- _DO THIS_
Return all of the rows below verbatim, with every line unchanged.

- _RECORDS TO PROCESS_
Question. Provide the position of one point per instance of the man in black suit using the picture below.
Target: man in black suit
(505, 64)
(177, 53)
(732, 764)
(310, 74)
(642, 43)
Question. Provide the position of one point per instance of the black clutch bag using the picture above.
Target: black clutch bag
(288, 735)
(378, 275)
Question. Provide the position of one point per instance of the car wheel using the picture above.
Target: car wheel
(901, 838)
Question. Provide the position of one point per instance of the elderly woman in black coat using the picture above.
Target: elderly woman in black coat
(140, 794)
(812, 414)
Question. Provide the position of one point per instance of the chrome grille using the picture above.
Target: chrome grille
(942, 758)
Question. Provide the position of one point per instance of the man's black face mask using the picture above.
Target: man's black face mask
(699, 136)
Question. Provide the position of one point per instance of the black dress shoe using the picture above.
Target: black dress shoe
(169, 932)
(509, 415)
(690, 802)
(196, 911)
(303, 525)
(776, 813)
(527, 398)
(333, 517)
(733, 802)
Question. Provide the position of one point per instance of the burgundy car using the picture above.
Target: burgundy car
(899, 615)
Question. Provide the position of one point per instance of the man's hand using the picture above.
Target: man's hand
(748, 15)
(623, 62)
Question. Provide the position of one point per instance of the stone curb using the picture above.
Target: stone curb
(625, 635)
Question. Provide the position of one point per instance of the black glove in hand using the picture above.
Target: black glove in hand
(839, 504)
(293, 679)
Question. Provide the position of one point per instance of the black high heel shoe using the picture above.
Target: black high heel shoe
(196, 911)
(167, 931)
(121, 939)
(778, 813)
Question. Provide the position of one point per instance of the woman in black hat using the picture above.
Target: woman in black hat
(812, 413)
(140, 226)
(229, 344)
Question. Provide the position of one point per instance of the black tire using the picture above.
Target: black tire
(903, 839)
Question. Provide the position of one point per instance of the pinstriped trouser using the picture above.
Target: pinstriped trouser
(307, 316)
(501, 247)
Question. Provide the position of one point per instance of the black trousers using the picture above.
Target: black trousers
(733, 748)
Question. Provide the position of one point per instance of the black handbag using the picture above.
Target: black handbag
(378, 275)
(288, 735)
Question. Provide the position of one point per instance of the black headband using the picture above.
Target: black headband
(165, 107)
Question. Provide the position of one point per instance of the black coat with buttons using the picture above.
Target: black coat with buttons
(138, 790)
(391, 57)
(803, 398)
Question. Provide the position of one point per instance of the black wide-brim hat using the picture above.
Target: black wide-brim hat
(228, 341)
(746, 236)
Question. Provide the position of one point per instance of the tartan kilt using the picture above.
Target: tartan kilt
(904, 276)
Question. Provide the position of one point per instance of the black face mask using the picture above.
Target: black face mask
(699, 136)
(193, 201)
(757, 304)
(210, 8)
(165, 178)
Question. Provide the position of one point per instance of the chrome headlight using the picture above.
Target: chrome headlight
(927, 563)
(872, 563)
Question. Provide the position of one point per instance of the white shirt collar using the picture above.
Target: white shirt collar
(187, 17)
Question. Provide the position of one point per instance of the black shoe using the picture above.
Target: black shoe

- _SOLUTION FOR THIS PROBLEM_
Question. Provide the position of one point per instance of the man in black suit using the picture below.
Target: man in black suit
(505, 64)
(177, 53)
(732, 764)
(310, 74)
(642, 43)
Question. Provide the position of one point per instance of the black clutch bag using the picture above.
Target: black clutch bag
(288, 735)
(378, 275)
Question. Provide the position of one point per instance of the car wheel using the picture above.
Target: car wheel
(901, 838)
Question. Provide the position of one point per instance of the elderly woman in black coat using the picture above.
Target: elderly woman in black coat
(140, 794)
(812, 414)
Question. Provide the position of one point per instance of the chrome grille using the picture above.
Target: chrome grille
(942, 758)
Question. Provide the position of one point per instance of the man's black face mask using the picture above.
Target: man's black face mask
(699, 136)
Question. Provide the position of one point per instance of the black dress shoe using the picture above.
Target: black dress shoe
(169, 932)
(509, 415)
(690, 802)
(196, 911)
(303, 525)
(776, 813)
(527, 398)
(333, 517)
(733, 802)
Question. Provide the position of one point per instance of the burgundy car using the picture above.
Target: burgundy car
(899, 615)
Question. Provide the position of one point per instance of the man's hand using the picture above.
Target: man's hand
(748, 15)
(623, 62)
Question. Provide the position of one point per instance of the stone curb using the picture above.
Target: stone curb
(625, 635)
Question. Provide the position of one point per instance of the black glove in hand using the picture above.
Target: black glove in hand
(839, 504)
(293, 679)
Question. Provide the position of one point per instance of the black high heel shoe using the picture above.
Target: black high heel shoe
(196, 911)
(167, 931)
(121, 939)
(778, 813)
Question. Provide the position of one point per instance of the woman in black hat using the picture above.
Target: woman in black hat
(812, 413)
(140, 226)
(229, 344)
Question. Provide the position of one point per instance of the black tire using the picture above.
Target: black tire
(903, 839)
Question. Provide the position of one point per instance of the pinstriped trouser using the picture above.
Target: pinstriped trouser
(307, 316)
(501, 247)
Question. Provide the position of one point per instance of the black trousers using the picture above.
Target: black trousers
(733, 748)
Question. Provide the position of one point per instance of the black handbag using the picture above.
Target: black handbag
(378, 275)
(288, 735)
Question. Provide the position of one point per instance of the black headband using the picture above.
Target: black headband
(165, 107)
Question. Provide the position of one point per instance of the black coat with buttons using the picture above.
Target: black coat with buttons
(138, 790)
(391, 57)
(803, 398)
Question. Provide the position of one point per instance of the black wide-brim hat using the picture above.
Target: black wide-brim hat
(228, 341)
(746, 236)
Question. Provide the position of one point per instance of the tartan kilt using the picture above.
Target: tartan kilt
(904, 276)
Question. Provide the position of one point per instance of the black face mask using the picture above.
Target: black face mask
(699, 136)
(193, 201)
(757, 304)
(210, 8)
(165, 178)
Question. Provide the position of one point per instance of the chrome headlight using the picture above.
Target: chrome headlight
(927, 563)
(872, 563)
Question. Provide the position of one point per instance of the white shirt collar using the picture above.
Target: white shirt collar
(187, 17)
Question. Provide the position of one point per instance of the black shoe using the picture above.
Target: black shoe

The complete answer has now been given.